-- Task --
The response must consist of the complete listing below, reproduced without alteration.

-- Data for this exercise --
==============================
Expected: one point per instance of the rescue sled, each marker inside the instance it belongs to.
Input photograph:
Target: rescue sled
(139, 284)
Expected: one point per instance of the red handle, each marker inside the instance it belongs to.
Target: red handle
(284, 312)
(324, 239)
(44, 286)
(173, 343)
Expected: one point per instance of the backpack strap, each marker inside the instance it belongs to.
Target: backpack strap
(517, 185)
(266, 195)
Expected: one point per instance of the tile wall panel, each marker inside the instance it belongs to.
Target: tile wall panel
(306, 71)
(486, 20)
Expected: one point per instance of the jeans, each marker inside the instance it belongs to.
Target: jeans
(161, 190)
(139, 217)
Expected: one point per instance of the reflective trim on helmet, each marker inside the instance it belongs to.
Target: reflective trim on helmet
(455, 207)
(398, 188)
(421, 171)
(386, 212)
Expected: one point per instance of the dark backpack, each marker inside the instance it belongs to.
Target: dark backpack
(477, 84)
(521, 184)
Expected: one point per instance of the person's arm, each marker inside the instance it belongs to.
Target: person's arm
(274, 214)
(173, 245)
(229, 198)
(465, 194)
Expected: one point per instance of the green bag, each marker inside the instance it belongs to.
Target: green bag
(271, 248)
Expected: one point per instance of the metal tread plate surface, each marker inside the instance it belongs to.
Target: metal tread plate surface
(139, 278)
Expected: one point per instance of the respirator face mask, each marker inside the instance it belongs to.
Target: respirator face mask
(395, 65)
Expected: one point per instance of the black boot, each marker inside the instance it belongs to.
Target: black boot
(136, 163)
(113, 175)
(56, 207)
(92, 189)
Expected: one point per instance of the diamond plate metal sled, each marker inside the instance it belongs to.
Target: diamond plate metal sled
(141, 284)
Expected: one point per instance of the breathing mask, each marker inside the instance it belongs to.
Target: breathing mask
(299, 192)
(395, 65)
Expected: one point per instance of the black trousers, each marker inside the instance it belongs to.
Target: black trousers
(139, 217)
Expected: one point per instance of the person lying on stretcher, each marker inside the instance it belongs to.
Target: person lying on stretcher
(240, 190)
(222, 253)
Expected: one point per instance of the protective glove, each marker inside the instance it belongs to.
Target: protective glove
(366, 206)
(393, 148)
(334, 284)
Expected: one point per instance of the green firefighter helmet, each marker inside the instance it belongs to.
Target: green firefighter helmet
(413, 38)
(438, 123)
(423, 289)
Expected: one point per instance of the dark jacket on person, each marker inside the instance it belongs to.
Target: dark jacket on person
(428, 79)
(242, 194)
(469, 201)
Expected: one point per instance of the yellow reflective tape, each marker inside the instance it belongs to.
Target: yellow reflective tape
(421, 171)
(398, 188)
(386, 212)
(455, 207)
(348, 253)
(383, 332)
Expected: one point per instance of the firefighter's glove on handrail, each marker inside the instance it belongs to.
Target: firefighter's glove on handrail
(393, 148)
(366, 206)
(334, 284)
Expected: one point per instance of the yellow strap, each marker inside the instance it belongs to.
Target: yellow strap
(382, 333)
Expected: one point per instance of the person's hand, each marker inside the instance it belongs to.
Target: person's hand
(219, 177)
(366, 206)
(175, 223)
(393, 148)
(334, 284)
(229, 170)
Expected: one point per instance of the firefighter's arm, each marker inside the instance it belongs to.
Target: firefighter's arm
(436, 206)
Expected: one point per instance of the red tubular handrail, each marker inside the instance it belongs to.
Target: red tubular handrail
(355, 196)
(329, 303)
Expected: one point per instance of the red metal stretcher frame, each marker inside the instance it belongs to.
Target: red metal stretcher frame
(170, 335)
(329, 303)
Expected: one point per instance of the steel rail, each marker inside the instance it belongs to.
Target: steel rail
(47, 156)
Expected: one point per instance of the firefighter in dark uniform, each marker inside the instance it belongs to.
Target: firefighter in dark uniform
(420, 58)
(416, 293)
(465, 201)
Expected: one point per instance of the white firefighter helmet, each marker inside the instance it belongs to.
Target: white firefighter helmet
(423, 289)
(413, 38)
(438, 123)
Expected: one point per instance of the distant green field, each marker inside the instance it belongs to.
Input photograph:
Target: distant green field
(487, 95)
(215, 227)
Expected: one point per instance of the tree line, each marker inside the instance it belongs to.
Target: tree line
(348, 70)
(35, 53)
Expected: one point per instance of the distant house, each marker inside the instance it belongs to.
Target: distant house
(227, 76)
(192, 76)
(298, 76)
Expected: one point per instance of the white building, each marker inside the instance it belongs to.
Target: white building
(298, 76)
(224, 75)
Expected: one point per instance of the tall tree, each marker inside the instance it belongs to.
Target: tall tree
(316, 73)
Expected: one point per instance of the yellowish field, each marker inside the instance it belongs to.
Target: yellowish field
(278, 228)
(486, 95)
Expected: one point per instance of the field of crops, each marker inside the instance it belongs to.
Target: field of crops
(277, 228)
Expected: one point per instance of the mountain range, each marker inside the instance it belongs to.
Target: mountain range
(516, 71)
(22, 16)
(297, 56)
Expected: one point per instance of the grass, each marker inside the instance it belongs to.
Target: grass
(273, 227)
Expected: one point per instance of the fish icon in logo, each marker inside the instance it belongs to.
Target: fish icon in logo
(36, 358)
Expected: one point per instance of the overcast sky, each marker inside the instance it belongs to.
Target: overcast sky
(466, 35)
==============================
-- Worked solution --
Expected: one point per instance of the rescue sled, each marker inside the instance it belongs to.
Input photograph:
Target: rescue sled
(139, 284)
Expected: one point per instance of the red handle, each marker inside the instance it belongs to.
Target: red handle
(284, 312)
(324, 239)
(44, 286)
(173, 343)
Expected: one point per instance of the backpack strap, each marker inside the instance it belongs to.
Target: backpack strap
(517, 185)
(266, 195)
Expected: one point per instance of the tile wall panel, each marker inside the instance it belongs to.
Target: tile wall panel
(306, 71)
(486, 20)
Expected: one point per instance of the jeans, each marker inside the instance it belongs to.
Target: jeans
(161, 190)
(139, 217)
Expected: one point per instance of the reflective trim on helmet, each marker inside the instance it belongs to.
Target: reflective trim on helmet
(455, 207)
(398, 188)
(421, 171)
(386, 212)
Expected: one point per instance of the dark backpack, each marker inside the instance it belongs to.
Target: dark backpack
(477, 84)
(521, 184)
Expected: one point per instance of the person's arm, each marker inside the instance it belongs to.
Target: person's arm
(274, 214)
(173, 245)
(229, 198)
(465, 194)
Expected: one point per instance of the green bag, each marker inside the instance it belongs to.
Target: green bag
(271, 248)
Expected: one point per instance of the metal tread plate surface, each marker inside the instance it belongs to.
Target: metal tread plate surface
(139, 278)
Expected: one point per instance of the respirator face mask, each marker inside the instance it belongs to.
Target: respirator face mask
(395, 65)
Expected: one point per instance of the black boot, each marker inside the instance it belongs to.
Target: black boot
(136, 163)
(113, 175)
(56, 207)
(92, 189)
Expected: one point per instance of the diamond plate metal sled, each marker inside the instance it belongs to.
Target: diamond plate metal sled
(141, 284)
Expected: one point per instance of the breathing mask, each marker inside the instance it belongs to.
Target: breathing mask
(299, 192)
(395, 65)
Expected: one point per instance of the black trousers, each marker inside the instance it belongs to.
Target: black trousers
(139, 217)
Expected: one point per instance of the person lying on stretcher, each marker inside the instance it belongs to.
Target: person lying on stretcher
(240, 190)
(222, 253)
Expected: one point per instance of the protective glove, each marker inside the instance it belongs to.
Target: protective glove
(366, 206)
(393, 148)
(334, 284)
Expected: one point per instance of the green firefighter helmet, each marker inside the instance it belongs to.
Target: green firefighter helmet
(413, 38)
(438, 123)
(423, 289)
Expected: one point per instance of the dark jacket on person, each marker inside the instance it belongs to.
Target: dark jacket on person
(428, 79)
(242, 194)
(469, 201)
Expected: one point per instance of the yellow reflective tape, each marker inside the instance it belongs to.
Target: yellow reflective tape
(421, 171)
(398, 188)
(386, 212)
(455, 207)
(348, 253)
(383, 332)
Expected: one point per instance of the firefighter's glove on handrail, each marker inside the instance it belongs to.
Target: firefighter's glove on handrail
(393, 148)
(366, 206)
(334, 284)
Expected: one point per instance of the yellow strap, each marker inside the instance it belongs to.
Target: yellow strap
(382, 333)
Expected: one point per instance of the person's hand, each marker inside the instance it belongs to.
Target: person's hand
(219, 177)
(366, 206)
(175, 223)
(393, 148)
(334, 284)
(229, 170)
Expected: one point per instance of the firefighter's arm, each marker inside the instance it belongs to.
Target: firefighter's arm
(436, 206)
Expected: one point per instance of the red tubular handrail, each marker inside the instance it belongs to.
Target: red tubular handrail
(355, 196)
(329, 303)
Expected: one point per instance of the red metal stretcher frame, each marker inside the instance it belongs to.
Target: red metal stretcher frame
(170, 335)
(329, 303)
Expected: one point per instance of the steel rail, each marker inside the instance it belongs to.
Target: steel rail
(47, 156)
Expected: one point per instance of the firefighter in dark uniform, each marker inside the instance it belongs to.
Target: firefighter in dark uniform
(420, 58)
(416, 293)
(465, 201)
Expected: one point per instance of the white firefighter helmet, each marker inside the instance it belongs to.
Target: white firefighter helmet
(423, 289)
(413, 38)
(438, 123)
Expected: one point per instance of the distant green field, each marker inside the instance it belongs to.
Input photograph:
Target: distant green field
(487, 95)
(215, 227)
Expected: one point per instance of the tree line, each marker inside the instance it belongs to.
Target: tree line
(348, 70)
(35, 53)
Expected: one point per instance of the distant house, each marker inside the instance it belongs to.
Target: distant house
(227, 76)
(192, 76)
(298, 76)
Expected: one point per instance of the white building, each marker inside the instance it belongs to.
Target: white building
(298, 76)
(224, 75)
Expected: one point per instance of the tall tree, each marker inside the instance it belongs to.
Target: tall tree
(316, 73)
Expected: one point per instance of the yellowish field, each marker inside the instance it belongs to.
Target: yellowish field
(278, 228)
(486, 95)
Expected: one point per instance of the field of crops, each marker inside the instance it belongs to.
Target: field of crops
(277, 228)
Expected: one point per instance of the mountain range, each marker inside the instance it belongs to.
Target: mountain range
(516, 71)
(22, 16)
(297, 56)
Expected: one point per instance of the grass, each marker inside the instance it belongs to.
Target: grass
(273, 227)
Expected: one point per instance of the fish icon in logo, each marker inside the instance it belongs to.
Target: fish icon in logo
(36, 358)
Expected: one point per instance of the overcast sky, each marker inside the instance it belongs to.
Target: overcast sky
(466, 35)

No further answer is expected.